→ Задание A: Что раньше можно было купить за одну шкурку соболя, согласно отрывку о промысловиках?

======== Текст для чтения

Многое ли изменилось у
промысловиков? Не стало
промхозовских начальников и
приказчиков, охотугодья отдали
охотникам в аренду, договоры на
пушнину можно заключать с выбором
заготовителя. Соболь, а
следовательно, и труд охотников,
катастрофически подешевел. Если
раньше за одну шкурку можно было
купить 2-3 бочки бензина, 2 мешка
сахара, то теперь за сахар надо
отдать 2-3 шкурки соболя, столько же
за бензин. Чтобы прокормить семью,
запастись всем необходимым на
следующий год, приходится еще
больше вкалывать.

— Вот ты
спрашиваешь, чего в охоте больше:
удачи, как у нас говорят, фарта, или
профессионализма, знаний? Наверное,
и то и другое надо, но более всего
труда. Если с осени соболь хорошо
идет в капканы — успевай
поворачиваться, и потопать, и
попотеть. Упустишь время, ударят
морозы, нажива не пахнет, снега
навалит собакам по самые уши — хоть
с утра до вечера топчись по тайге,
ничего не добудешь. Я не понимаю,
как можно сидеть и ждать получку. Я,
к примеру, лет десять ее вообще не
имел. Получал то, что зарабатывал, и
то один раз в год. Привык так:
поохотился, добыл, сдал пушнину,
мясо и рассчитывай, как год жить.
Никто мне ни помогать, ни думать за
меня не будет. Богатый ли я человек?
Нет, ни в коем случае. Но и нищим
себя чувствовать не хочется. Борюсь
с тем, чтобы не стать нищим. Просить,
кланяться, дескать, мне есть нечего?
Не буду! Что я, не мужик, что ли? У
меня семья, жена и три сына. Я же у
них единственный добытчик.

================
======== Исходные строки

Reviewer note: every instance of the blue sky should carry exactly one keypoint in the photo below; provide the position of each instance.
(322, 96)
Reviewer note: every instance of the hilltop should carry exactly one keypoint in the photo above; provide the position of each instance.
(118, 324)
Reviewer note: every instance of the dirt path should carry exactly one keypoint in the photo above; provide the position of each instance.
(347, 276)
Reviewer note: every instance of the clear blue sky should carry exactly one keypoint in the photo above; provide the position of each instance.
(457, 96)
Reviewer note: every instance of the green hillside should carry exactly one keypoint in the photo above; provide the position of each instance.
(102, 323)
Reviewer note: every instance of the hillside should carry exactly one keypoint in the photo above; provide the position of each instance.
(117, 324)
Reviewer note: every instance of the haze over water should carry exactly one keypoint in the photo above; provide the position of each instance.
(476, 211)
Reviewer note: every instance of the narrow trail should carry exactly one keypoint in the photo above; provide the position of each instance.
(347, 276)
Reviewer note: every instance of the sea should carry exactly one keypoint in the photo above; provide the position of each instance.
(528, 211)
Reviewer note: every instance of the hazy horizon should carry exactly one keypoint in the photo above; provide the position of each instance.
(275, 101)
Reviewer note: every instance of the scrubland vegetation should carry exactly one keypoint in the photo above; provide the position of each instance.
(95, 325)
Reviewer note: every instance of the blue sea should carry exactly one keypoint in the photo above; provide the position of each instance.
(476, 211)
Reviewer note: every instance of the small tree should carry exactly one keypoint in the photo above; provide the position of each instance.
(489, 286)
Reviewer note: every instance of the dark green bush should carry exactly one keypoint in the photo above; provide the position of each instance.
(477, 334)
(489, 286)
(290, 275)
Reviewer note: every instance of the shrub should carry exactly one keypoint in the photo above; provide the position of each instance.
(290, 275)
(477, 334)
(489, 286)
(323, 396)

================
======== Исходные строки

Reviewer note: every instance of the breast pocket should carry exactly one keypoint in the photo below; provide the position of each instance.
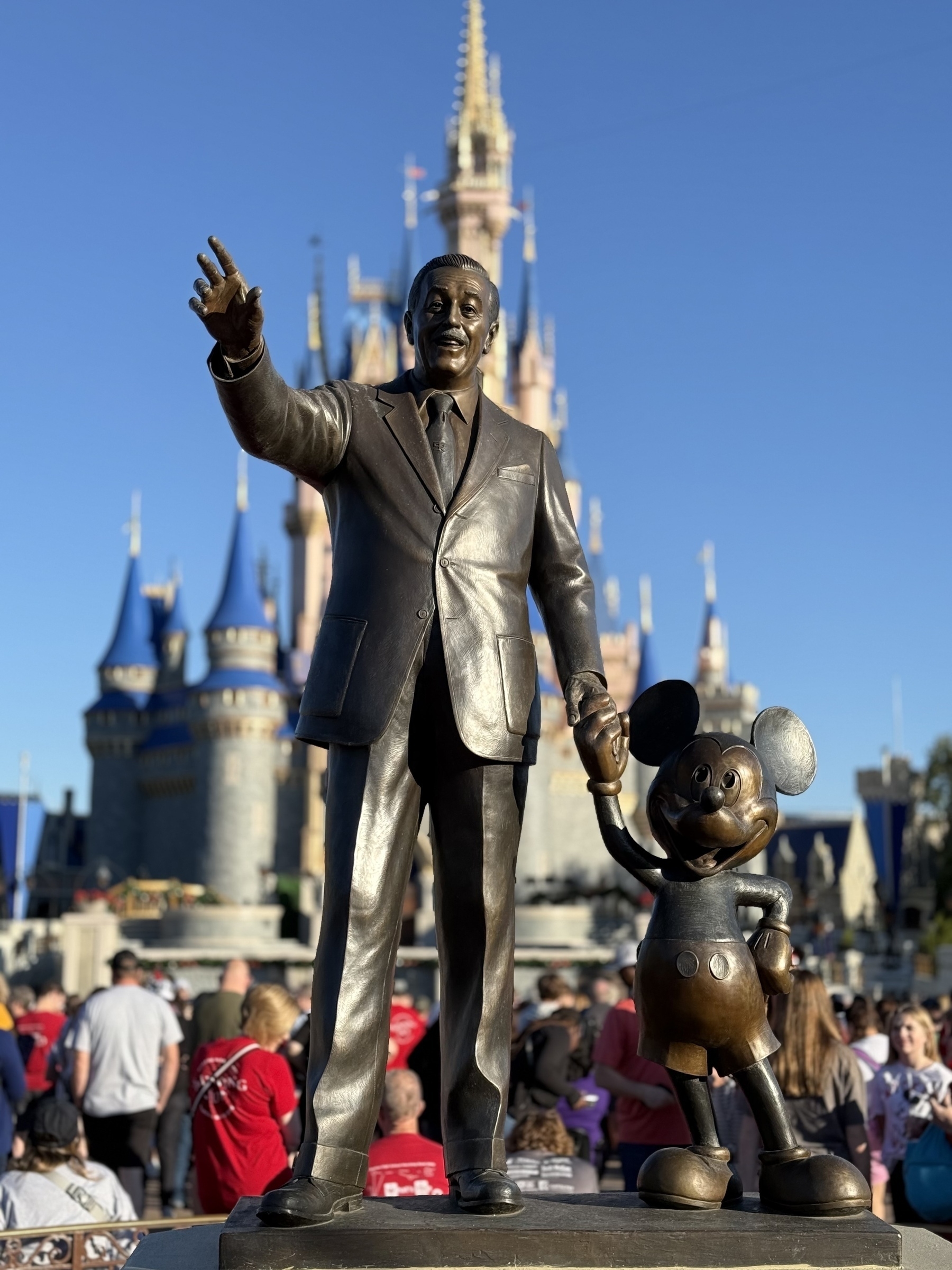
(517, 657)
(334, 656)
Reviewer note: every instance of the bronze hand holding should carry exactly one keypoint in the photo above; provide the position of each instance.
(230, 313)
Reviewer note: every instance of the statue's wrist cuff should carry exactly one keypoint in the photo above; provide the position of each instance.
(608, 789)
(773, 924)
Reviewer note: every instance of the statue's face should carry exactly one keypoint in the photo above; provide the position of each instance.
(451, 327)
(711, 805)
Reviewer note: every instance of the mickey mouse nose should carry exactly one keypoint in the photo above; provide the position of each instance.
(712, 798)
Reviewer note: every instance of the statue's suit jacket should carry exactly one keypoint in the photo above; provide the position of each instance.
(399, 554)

================
======== Исходные строки

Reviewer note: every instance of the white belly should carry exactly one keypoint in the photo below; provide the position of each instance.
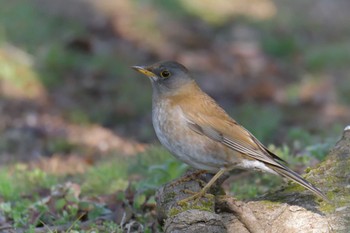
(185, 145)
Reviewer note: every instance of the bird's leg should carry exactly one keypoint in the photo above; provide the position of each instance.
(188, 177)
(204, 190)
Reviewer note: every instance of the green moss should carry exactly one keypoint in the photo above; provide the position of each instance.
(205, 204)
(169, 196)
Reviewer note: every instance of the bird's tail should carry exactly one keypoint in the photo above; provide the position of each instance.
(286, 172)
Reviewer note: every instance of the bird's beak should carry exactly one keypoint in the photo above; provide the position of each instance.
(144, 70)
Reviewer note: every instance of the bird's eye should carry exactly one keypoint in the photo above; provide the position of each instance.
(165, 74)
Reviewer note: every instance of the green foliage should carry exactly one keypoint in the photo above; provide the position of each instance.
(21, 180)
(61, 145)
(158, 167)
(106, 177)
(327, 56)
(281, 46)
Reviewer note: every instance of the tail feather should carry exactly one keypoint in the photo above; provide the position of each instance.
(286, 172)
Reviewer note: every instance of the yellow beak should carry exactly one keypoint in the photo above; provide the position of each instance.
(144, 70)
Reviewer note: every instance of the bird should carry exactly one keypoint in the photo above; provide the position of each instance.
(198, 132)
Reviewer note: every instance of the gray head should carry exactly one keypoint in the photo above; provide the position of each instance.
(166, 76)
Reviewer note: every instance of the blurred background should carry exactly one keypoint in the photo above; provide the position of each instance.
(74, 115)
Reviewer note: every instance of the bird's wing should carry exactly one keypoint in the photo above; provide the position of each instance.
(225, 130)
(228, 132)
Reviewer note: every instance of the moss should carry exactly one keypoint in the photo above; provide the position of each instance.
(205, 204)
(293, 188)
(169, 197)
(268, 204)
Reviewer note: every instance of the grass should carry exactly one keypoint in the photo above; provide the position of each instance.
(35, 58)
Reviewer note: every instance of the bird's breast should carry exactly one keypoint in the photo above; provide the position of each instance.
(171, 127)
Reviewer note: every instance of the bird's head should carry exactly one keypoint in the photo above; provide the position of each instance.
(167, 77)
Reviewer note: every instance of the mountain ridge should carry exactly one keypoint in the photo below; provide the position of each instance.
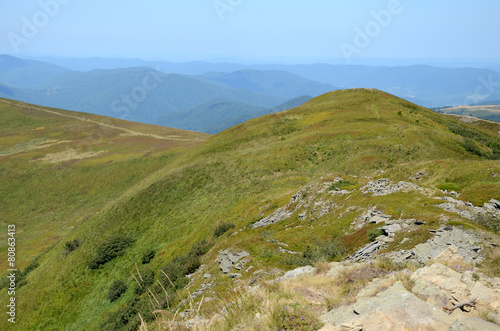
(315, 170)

================

→ Задание B: Подсчитайте строки данных выше, в которых встречается слово «moss». В ответе укажите только число.

→ Результат задания A: Две-три бочки бензина и два мешка сахара.

→ Результат задания B: 2